## Passage shown
Question: Write such a randow walk for a real variable

3.10 Combinators (cont)

  • A combinator that needs memory (ref)

    If one wants to access to the previous value of a variable inside a combinator, one has to declare in the combinator profile that this variable is a reference using the ref keyword, as illustrated in the up-and-down.lut program:

    let within(x, min, max: real)  :bool =  (min <= x) and (x <= max)
    let up  (delta:real;x:real ref):bool = within(x,pre x,pre x+delta)
    let down(delta:real;x:real ref):bool = within(x,pre x-delta,pre x)
    node up_and_down(min,max,d:real) returns (x:real) =
       within(x, min, max) fby
       loop {
            | loop { up  (d, x) and pre x < max } 
            | loop { down(d, x) and pre x > min } 
           }
    
    <prompt> luciole-rif lutin up-and-down.lut 
    
    <prompt> gnuplot-rif luciole.rif 
    

    The combinator up (reps down) constraints the variable x to be between its previous value and its previous value plus (resp minus) a positive delta. The node up-and-down, after an initialization step where x is drawn between min and max, chooses (fairly) to go up, or to go down. It it chooses to go up, it does so as long as x is smaller than max; then it goes down, until min, and so on.

    Question: what happens if you guard the up combinator by x<max instead of pre x < max?

3.11 Local variables

Sometimes, it is useful to use auxiliary variables that are not output variables. Such variables can be declared using the exist/in construct. Its use is illustrated in the true-since-n-instants.lut program:

let n = 3
node ok_since_n_instants(b:bool) returns (res:bool) =
  exist cpt: int = n in 
     loop { 
       cpt = (if b then (pre cpt-1) else n) and 
       res = (b and (cpt <= 0)) 
     }
<prompt> luciole-rif lutin true-since-n-instants.lut 

It is possible to set its previous value at declaration time as for interface variables. Here, the previous value of local variable cpt is set to the constant n, which is bound to 3. This local variable is used to count the number of consecutive instants where the input b is true. cpt is reset to n each time b is false, and decremented otherwise. The node returns true when cpt is smaller or equal than 0.

3.12 Local variables again

The previous example was deterministic (it was actually a Lustre program with an explicit loop), the local variable was a simple (de)counter.

Local variables can also plain random variables, as illustrated the local.lut program:

node local() returns(x:real = 0.0) =
  exist target : real in 
  loop {
    0.0 < target and target < 42.0 and x = pre x 
    fby
    loop [20] { x = (pre x + target) / 2.0 and 
                target = pre target }
  }

At first step, the local variable target is chosen randomly between 0.0 and 42.0, and x keeps its previous value (0); then, during 20 steps, the output x comes closer and closer to target (x = (pre x + target) / 2.0), while target keeps its previous value. After 20 steps (loop [20])), another value for target is chosen, and so on so forth (because of the outer loop).

## Raw data
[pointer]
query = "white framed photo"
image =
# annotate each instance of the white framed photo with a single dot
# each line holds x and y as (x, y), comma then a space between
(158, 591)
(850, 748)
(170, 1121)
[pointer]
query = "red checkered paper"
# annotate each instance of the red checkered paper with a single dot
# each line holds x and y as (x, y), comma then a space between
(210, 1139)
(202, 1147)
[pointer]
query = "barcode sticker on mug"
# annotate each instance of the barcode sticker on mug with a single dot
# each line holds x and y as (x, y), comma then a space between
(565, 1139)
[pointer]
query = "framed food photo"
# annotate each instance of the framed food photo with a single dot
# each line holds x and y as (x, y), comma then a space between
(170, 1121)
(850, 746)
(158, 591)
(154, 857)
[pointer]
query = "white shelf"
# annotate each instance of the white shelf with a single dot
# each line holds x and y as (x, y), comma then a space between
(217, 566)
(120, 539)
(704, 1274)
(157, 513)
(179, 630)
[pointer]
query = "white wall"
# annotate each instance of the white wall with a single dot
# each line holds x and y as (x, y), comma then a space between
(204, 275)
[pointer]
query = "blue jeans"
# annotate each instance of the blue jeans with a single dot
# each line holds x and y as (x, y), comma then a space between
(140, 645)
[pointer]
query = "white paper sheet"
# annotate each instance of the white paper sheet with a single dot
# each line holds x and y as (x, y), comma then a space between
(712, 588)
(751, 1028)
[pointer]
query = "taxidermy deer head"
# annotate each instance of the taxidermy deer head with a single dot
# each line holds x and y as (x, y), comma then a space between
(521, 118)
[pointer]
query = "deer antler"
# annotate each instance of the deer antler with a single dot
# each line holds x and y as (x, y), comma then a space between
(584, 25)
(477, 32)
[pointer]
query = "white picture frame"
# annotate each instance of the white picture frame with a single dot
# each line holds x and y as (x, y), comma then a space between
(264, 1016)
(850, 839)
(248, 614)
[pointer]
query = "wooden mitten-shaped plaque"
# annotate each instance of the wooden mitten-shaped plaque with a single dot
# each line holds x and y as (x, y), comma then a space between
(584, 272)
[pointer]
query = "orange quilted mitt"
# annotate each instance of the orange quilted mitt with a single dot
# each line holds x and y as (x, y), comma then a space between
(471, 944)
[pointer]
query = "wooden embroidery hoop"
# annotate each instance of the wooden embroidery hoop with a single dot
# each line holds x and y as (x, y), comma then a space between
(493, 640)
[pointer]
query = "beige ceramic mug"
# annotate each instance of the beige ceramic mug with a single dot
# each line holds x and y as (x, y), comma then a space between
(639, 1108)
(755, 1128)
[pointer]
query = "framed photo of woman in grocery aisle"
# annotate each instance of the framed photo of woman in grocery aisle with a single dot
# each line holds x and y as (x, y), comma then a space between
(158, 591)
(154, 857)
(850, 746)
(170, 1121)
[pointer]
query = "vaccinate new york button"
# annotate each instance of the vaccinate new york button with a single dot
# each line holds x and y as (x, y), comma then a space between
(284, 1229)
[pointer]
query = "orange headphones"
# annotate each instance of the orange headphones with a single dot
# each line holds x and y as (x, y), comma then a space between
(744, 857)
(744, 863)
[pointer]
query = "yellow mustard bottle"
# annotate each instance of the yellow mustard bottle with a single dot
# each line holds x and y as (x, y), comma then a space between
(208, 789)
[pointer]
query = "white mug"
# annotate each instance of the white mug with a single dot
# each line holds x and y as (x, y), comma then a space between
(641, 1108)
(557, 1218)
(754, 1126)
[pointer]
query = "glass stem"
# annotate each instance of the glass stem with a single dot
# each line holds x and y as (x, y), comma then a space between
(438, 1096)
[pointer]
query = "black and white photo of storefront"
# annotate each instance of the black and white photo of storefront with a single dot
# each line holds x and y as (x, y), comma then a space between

## The problem
Copy word for word the stretch of the Lutin tutorial from "3.10 Combinators (cont)" through "within(x,pre x-delta,pre x)". This data has nothing to do with the Lutin tutorial.

## Final result
3.10 Combinators (cont)

  • A combinator that needs memory (ref)

    If one wants to access to the previous value of a variable inside a combinator, one has to declare in the combinator profile that this variable is a reference using the ref keyword, as illustrated in the up-and-down.lut program:

    let within(x, min, max: real)  :bool =  (min <= x) and (x <= max)
    let up  (delta:real;x:real ref):bool = within(x,pre x,pre x+delta)
    let down(delta:real;x:real ref):bool = within(x,pre x-delta,pre x)